## Brief 1
Retype the passage about India chairing the WHO executive board from "Since WHO was" up to and including "to political influences.".
## Brief 2
In the passage about India chairing the WHO executive board, which country does India succeed in that role?
## Brief 3
Carry on the passage about India chairing the WHO executive board from its final sentence.

## Document segment
####

From May 22, India will be taking the leadership role of the executive board chairperson. The executive board is a WHO wing that is responsible for implementing policies. The government in India will be the successor of Japan, who, by May 22, will have completed its one-year term.
“This means that Dr. Tedros will have to get the chairperson, India, onboard for all important decisions…[WION] offer five things the Indian government can and must do to fix the broken system of the body… a good place to start is to ask questions,” Palki Sharm added.
To ensure the WHO is working properly, India, as the new executive board chairperson, will need to hold Dr. Tedros accountable by questioning the missteps of the agency. Questions regarding the reason behind the delay in announcing a pandemic only after the virus has spread to more than 85 countries and Dr. Tedros’ relationship with Chinese officials require immediate answers.
The online media also added that members of the WHO need to take responsibility for handling the situation.
“India must also insist on financial independence. How much does money talk in this body?”
The WHO’s budget consists of assessed and voluntary contributions. The media believes the body should disclose private donations that could influence the body’s decisions.
“Which private sources are sending money to the WHO? Are they from China? If yes, how much influence do they reel? The world must know,” Palki Sharm demanded.
Since WHO was founded, it has always required assessed contributions from members and voluntary budgetary contributions to meet the organisation’s mandate. But recently, the organisation seems to become increasingly more dependant on voluntary funds to see to the deficits of its budget. While assessed contributions from countries have only increased by 3% since 2014, voluntary funds have increased by 18%. The increasing dependence on these funds renders the agency susceptible to political influences.

####

## Source material
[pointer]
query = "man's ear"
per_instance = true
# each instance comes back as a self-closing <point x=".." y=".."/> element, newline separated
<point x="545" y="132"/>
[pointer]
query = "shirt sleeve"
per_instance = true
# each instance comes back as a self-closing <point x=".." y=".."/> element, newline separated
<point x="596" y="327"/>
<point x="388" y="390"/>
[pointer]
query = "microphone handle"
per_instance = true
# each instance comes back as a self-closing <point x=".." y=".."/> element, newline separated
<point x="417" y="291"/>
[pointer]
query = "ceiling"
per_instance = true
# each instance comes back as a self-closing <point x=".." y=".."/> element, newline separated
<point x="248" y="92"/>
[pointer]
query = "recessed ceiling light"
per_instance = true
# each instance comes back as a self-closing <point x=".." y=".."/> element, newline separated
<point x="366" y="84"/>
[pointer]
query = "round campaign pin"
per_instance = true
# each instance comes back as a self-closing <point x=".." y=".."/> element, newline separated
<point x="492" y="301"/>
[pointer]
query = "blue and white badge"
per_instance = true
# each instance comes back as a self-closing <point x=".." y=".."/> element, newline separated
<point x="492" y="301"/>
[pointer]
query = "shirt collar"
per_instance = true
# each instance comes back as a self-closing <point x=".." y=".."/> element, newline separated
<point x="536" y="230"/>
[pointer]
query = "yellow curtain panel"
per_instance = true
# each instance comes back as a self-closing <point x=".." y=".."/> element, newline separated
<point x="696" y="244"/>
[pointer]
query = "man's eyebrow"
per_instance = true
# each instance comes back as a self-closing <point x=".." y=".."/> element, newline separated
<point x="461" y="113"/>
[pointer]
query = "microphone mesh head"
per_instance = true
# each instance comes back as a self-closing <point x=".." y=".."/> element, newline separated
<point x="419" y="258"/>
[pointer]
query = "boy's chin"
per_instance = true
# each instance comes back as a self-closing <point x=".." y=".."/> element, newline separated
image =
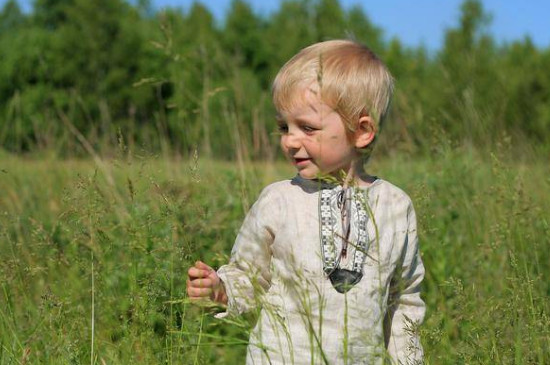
<point x="309" y="175"/>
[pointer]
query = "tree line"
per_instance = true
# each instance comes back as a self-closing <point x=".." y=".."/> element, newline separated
<point x="80" y="74"/>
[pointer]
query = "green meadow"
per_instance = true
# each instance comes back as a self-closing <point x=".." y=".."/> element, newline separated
<point x="133" y="142"/>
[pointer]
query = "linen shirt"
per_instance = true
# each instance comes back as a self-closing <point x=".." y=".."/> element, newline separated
<point x="277" y="264"/>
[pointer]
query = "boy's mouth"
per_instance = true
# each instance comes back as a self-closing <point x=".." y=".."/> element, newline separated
<point x="301" y="161"/>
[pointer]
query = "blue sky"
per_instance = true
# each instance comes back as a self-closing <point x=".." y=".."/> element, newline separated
<point x="417" y="22"/>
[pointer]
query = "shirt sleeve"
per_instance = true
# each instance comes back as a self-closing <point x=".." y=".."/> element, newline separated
<point x="247" y="275"/>
<point x="405" y="308"/>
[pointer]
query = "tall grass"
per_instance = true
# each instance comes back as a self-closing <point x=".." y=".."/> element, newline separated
<point x="134" y="224"/>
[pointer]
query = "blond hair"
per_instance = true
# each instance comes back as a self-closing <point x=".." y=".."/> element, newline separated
<point x="350" y="77"/>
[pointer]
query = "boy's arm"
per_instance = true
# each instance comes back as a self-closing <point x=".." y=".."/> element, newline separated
<point x="248" y="274"/>
<point x="405" y="308"/>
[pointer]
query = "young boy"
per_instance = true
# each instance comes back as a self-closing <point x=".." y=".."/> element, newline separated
<point x="331" y="256"/>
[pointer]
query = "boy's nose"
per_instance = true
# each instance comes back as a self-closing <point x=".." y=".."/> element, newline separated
<point x="290" y="141"/>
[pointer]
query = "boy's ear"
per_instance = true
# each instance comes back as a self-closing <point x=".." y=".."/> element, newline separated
<point x="365" y="132"/>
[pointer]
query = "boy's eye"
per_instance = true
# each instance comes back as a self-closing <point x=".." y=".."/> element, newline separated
<point x="282" y="128"/>
<point x="308" y="129"/>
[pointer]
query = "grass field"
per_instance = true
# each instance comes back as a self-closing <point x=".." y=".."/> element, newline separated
<point x="93" y="256"/>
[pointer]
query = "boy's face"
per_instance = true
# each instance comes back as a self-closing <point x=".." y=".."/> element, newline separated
<point x="314" y="138"/>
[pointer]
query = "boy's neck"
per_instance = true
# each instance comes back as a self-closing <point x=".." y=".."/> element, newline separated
<point x="357" y="176"/>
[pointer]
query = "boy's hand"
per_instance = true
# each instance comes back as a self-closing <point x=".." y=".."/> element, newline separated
<point x="204" y="283"/>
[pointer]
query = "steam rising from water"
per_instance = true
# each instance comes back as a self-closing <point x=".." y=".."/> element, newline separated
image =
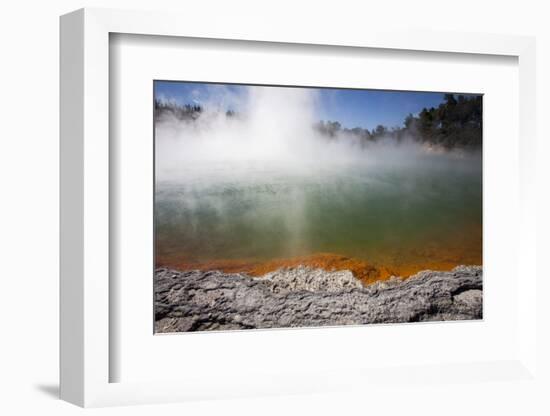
<point x="265" y="183"/>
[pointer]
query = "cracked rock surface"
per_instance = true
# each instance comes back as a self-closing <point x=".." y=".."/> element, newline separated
<point x="305" y="297"/>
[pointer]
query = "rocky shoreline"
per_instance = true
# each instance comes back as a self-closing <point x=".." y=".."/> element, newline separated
<point x="307" y="297"/>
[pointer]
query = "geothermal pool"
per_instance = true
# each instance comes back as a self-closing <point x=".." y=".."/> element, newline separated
<point x="405" y="214"/>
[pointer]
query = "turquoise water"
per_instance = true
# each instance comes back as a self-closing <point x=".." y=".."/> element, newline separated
<point x="425" y="210"/>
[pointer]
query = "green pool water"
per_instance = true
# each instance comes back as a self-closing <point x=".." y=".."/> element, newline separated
<point x="428" y="210"/>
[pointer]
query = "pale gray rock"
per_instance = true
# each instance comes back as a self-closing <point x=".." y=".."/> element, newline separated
<point x="305" y="297"/>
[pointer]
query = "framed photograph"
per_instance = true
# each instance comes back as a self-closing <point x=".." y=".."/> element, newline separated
<point x="328" y="210"/>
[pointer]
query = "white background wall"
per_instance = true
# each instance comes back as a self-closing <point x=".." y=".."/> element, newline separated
<point x="29" y="184"/>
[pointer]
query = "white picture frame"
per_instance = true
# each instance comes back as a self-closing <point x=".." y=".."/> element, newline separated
<point x="85" y="354"/>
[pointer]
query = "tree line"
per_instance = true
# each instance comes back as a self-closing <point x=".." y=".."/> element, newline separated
<point x="455" y="123"/>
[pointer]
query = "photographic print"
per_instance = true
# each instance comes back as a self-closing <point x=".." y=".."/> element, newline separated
<point x="294" y="207"/>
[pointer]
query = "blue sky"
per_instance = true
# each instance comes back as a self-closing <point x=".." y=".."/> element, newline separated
<point x="352" y="108"/>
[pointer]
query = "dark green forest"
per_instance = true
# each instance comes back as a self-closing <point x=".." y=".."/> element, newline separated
<point x="456" y="123"/>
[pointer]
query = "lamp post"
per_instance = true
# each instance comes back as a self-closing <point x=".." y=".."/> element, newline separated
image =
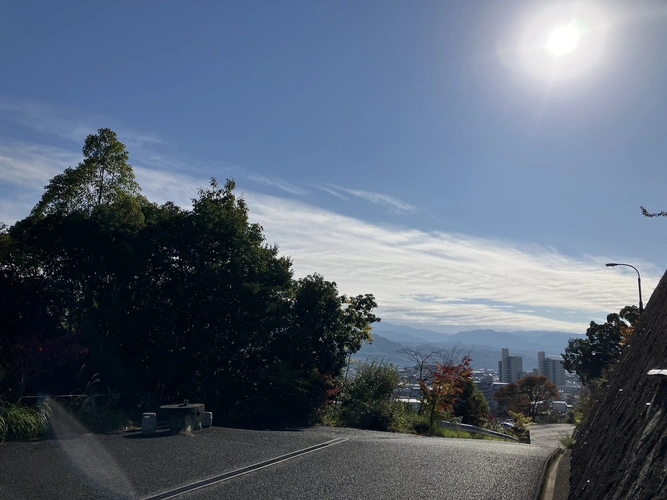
<point x="639" y="281"/>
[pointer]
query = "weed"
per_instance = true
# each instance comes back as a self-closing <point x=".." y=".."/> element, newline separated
<point x="19" y="422"/>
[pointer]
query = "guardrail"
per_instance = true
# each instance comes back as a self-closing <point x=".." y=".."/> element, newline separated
<point x="473" y="429"/>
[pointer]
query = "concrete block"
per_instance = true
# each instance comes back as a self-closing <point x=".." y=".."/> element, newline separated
<point x="148" y="423"/>
<point x="206" y="418"/>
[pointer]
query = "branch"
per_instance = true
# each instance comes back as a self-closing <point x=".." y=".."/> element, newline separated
<point x="646" y="213"/>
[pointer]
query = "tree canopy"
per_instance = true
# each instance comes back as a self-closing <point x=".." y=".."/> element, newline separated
<point x="164" y="302"/>
<point x="589" y="357"/>
<point x="530" y="396"/>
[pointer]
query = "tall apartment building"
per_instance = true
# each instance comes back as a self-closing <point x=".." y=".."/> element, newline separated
<point x="552" y="368"/>
<point x="510" y="368"/>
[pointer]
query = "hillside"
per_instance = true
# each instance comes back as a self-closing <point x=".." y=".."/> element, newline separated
<point x="622" y="450"/>
<point x="483" y="345"/>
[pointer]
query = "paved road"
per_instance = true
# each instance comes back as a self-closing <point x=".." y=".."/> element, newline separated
<point x="549" y="434"/>
<point x="359" y="464"/>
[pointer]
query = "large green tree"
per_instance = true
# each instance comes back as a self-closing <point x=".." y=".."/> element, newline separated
<point x="530" y="396"/>
<point x="104" y="177"/>
<point x="590" y="357"/>
<point x="167" y="303"/>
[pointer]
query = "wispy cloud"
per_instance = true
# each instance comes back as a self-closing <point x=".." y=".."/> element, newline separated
<point x="32" y="165"/>
<point x="332" y="192"/>
<point x="280" y="184"/>
<point x="416" y="274"/>
<point x="63" y="123"/>
<point x="389" y="202"/>
<point x="431" y="279"/>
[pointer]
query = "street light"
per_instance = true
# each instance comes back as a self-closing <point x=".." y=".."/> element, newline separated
<point x="639" y="282"/>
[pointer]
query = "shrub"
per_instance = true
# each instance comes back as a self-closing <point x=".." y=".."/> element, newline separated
<point x="19" y="422"/>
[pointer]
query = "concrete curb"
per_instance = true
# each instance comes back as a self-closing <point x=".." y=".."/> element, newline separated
<point x="547" y="471"/>
<point x="475" y="430"/>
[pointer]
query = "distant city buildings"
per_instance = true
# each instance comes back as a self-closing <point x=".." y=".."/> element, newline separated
<point x="510" y="368"/>
<point x="552" y="368"/>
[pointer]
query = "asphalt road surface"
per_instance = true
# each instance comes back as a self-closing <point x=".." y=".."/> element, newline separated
<point x="308" y="463"/>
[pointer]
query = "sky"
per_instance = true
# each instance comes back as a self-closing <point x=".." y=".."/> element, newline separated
<point x="471" y="164"/>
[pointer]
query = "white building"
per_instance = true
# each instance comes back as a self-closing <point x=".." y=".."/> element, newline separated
<point x="552" y="368"/>
<point x="510" y="368"/>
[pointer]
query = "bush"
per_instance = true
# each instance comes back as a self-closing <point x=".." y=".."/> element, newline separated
<point x="21" y="422"/>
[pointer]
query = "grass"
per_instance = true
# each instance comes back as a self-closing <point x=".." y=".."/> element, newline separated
<point x="20" y="422"/>
<point x="567" y="441"/>
<point x="401" y="419"/>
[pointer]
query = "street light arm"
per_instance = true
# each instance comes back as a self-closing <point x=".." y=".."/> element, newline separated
<point x="639" y="281"/>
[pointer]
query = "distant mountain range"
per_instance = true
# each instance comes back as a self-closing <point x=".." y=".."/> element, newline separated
<point x="484" y="345"/>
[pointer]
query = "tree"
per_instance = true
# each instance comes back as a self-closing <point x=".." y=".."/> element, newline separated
<point x="426" y="359"/>
<point x="104" y="177"/>
<point x="510" y="400"/>
<point x="646" y="213"/>
<point x="471" y="405"/>
<point x="590" y="357"/>
<point x="448" y="383"/>
<point x="367" y="400"/>
<point x="167" y="303"/>
<point x="530" y="396"/>
<point x="539" y="391"/>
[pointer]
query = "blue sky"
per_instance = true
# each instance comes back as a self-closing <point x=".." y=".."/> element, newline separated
<point x="436" y="154"/>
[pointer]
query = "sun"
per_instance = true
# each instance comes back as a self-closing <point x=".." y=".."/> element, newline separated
<point x="563" y="40"/>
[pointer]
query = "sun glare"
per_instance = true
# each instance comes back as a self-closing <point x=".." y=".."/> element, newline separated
<point x="563" y="40"/>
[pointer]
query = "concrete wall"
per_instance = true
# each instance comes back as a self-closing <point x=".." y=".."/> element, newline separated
<point x="621" y="452"/>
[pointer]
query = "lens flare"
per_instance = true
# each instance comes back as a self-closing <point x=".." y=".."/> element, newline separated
<point x="563" y="40"/>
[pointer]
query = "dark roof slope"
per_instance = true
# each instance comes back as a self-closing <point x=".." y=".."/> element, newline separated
<point x="622" y="450"/>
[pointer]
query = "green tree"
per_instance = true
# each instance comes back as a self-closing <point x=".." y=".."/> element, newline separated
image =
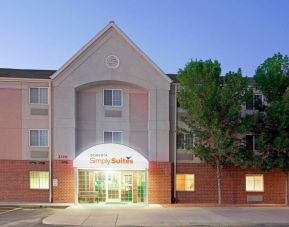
<point x="272" y="78"/>
<point x="213" y="106"/>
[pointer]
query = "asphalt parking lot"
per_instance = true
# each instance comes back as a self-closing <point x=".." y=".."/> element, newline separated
<point x="24" y="217"/>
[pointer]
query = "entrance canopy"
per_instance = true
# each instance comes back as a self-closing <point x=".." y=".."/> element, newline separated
<point x="111" y="157"/>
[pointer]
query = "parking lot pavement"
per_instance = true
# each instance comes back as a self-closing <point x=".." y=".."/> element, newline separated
<point x="24" y="217"/>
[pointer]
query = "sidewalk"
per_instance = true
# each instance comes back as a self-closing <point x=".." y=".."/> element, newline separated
<point x="35" y="205"/>
<point x="155" y="215"/>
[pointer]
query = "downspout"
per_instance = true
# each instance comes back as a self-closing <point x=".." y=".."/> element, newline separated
<point x="175" y="143"/>
<point x="50" y="143"/>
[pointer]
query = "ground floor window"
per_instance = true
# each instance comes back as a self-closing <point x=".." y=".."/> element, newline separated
<point x="254" y="183"/>
<point x="39" y="179"/>
<point x="185" y="182"/>
<point x="111" y="186"/>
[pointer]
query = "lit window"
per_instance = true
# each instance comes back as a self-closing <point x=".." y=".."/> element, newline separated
<point x="185" y="182"/>
<point x="185" y="141"/>
<point x="112" y="97"/>
<point x="257" y="103"/>
<point x="112" y="137"/>
<point x="254" y="183"/>
<point x="38" y="95"/>
<point x="39" y="138"/>
<point x="39" y="179"/>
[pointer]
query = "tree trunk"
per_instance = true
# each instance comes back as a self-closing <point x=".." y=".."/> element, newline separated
<point x="219" y="184"/>
<point x="286" y="189"/>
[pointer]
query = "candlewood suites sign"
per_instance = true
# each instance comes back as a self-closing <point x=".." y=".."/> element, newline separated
<point x="113" y="156"/>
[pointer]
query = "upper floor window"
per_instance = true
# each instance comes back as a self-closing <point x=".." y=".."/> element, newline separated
<point x="38" y="95"/>
<point x="185" y="141"/>
<point x="257" y="103"/>
<point x="112" y="137"/>
<point x="112" y="97"/>
<point x="39" y="138"/>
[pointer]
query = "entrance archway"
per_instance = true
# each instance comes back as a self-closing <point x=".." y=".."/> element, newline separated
<point x="111" y="173"/>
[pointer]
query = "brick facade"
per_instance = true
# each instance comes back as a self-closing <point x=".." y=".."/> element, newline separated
<point x="233" y="185"/>
<point x="160" y="182"/>
<point x="14" y="178"/>
<point x="63" y="172"/>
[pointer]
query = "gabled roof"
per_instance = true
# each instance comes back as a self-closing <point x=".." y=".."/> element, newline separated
<point x="26" y="73"/>
<point x="90" y="43"/>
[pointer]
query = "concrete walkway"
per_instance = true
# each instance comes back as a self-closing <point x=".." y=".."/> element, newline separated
<point x="155" y="215"/>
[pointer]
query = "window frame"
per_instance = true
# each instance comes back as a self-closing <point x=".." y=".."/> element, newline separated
<point x="185" y="144"/>
<point x="32" y="103"/>
<point x="254" y="141"/>
<point x="254" y="175"/>
<point x="38" y="130"/>
<point x="113" y="89"/>
<point x="112" y="136"/>
<point x="186" y="174"/>
<point x="39" y="171"/>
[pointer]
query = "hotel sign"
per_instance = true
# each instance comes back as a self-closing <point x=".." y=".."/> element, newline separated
<point x="111" y="156"/>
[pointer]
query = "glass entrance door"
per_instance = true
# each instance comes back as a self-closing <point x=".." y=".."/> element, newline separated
<point x="113" y="186"/>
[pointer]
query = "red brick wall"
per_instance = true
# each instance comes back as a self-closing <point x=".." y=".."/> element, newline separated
<point x="63" y="172"/>
<point x="160" y="182"/>
<point x="233" y="185"/>
<point x="14" y="181"/>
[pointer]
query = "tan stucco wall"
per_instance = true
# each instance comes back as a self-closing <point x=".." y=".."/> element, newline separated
<point x="133" y="69"/>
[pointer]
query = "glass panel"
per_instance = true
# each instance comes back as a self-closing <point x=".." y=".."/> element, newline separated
<point x="39" y="180"/>
<point x="43" y="96"/>
<point x="107" y="97"/>
<point x="249" y="183"/>
<point x="117" y="97"/>
<point x="99" y="186"/>
<point x="126" y="187"/>
<point x="189" y="182"/>
<point x="180" y="141"/>
<point x="107" y="137"/>
<point x="43" y="136"/>
<point x="34" y="95"/>
<point x="180" y="182"/>
<point x="249" y="142"/>
<point x="258" y="181"/>
<point x="141" y="186"/>
<point x="117" y="137"/>
<point x="113" y="186"/>
<point x="34" y="139"/>
<point x="258" y="102"/>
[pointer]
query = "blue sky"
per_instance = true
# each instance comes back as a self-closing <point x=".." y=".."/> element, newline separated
<point x="239" y="33"/>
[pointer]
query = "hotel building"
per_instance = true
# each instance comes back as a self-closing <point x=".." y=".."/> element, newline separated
<point x="102" y="129"/>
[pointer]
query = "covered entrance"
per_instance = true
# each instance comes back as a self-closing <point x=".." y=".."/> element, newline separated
<point x="110" y="173"/>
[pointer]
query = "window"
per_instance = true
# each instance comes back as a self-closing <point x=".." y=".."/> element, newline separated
<point x="112" y="97"/>
<point x="112" y="137"/>
<point x="39" y="138"/>
<point x="185" y="141"/>
<point x="185" y="182"/>
<point x="254" y="183"/>
<point x="39" y="180"/>
<point x="38" y="95"/>
<point x="257" y="103"/>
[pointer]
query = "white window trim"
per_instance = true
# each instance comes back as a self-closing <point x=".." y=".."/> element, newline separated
<point x="29" y="101"/>
<point x="109" y="89"/>
<point x="254" y="141"/>
<point x="38" y="130"/>
<point x="112" y="135"/>
<point x="253" y="175"/>
<point x="185" y="182"/>
<point x="262" y="96"/>
<point x="38" y="188"/>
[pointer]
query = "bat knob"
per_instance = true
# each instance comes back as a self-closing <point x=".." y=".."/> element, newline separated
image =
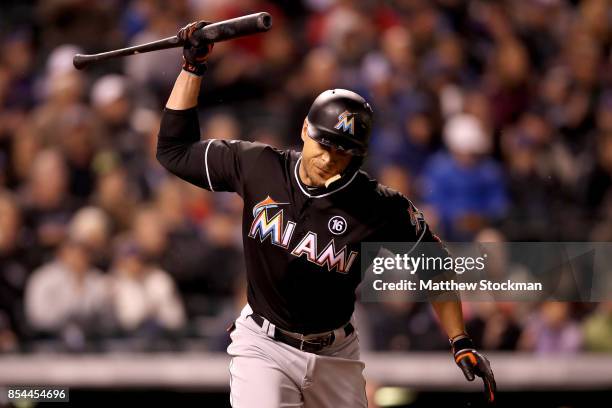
<point x="80" y="61"/>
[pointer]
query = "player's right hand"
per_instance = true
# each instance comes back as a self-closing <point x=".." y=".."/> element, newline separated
<point x="195" y="50"/>
<point x="473" y="363"/>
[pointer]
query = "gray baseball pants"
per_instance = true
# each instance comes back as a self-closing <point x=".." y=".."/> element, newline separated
<point x="266" y="373"/>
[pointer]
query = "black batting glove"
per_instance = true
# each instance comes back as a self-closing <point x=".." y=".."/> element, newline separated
<point x="195" y="50"/>
<point x="473" y="364"/>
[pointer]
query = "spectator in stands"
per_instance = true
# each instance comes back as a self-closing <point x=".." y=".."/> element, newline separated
<point x="597" y="329"/>
<point x="68" y="298"/>
<point x="14" y="268"/>
<point x="91" y="226"/>
<point x="145" y="300"/>
<point x="551" y="330"/>
<point x="48" y="206"/>
<point x="465" y="186"/>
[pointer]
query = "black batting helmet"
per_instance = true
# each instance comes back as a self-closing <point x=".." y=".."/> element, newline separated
<point x="342" y="119"/>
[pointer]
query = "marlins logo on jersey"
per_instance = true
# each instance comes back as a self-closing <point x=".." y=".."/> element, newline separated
<point x="346" y="122"/>
<point x="280" y="235"/>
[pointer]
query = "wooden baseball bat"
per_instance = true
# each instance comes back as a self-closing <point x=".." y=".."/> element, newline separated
<point x="216" y="32"/>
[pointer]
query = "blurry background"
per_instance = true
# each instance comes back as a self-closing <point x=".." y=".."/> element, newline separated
<point x="495" y="117"/>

####

## Task output 1
Since WHO was founded, it has always required assessed contributions from members and voluntary budgetary contributions to meet the organisation’s mandate. But recently, the organisation seems to become increasingly more dependant on voluntary funds to see to the deficits of its budget. While assessed contributions from countries have only increased by 3% since 2014, voluntary funds have increased by 18%. The increasing dependence on these funds renders the agency susceptible to political influences.

## Task output 2
Japan

## Task output 3
Then, the media urges that the Indian government push for Taiwan’s inclusion in the organisation.
“Taiwan must be allowed to share its expertise on the pandemic for the simple reason that its response has been the best,” said the anchor.
On December 31, 2019, when the situation in Wuhan began to alarm Taiwanese officials, the country warned WHO of the COVID-19’s potential for human-to-human transmission, yet the warning was ignored.
Taiwan’s response to COVID-19 has been swift and decisive from the start. It was vigorous with screening, testing, contact tracing, and enforcing quarantines which allowed the country to contain the virus. Its success should not be ignored and cooperation from all countries is key.
“We hope through the test of this epidemic, the WHO can recognise clearly that epidemics do not have national borders, no one place should be left out because any place that is left out could become a loophole… any place’s strength shouldn’t be neglected so that it can make contributions to the world,” said Taiwan’s health minister Chen Shih-chung at a recent press conference.
“Lastly, [the new chairperson should] conduct an international probe on the outbreak,” Palki Sharm added.
China says it is ready for an international probe with close cooperation with the WHO. Yet, the media questions the integrity of the head of the WHO to stay unbiased when dealing with China. The media urges the new chairperson to investigate thoroughly on the matter and the world must not waste any more time regretting missteps.
“We finally have an opportunity. India must take the lead and WHO member nations must extend their support.”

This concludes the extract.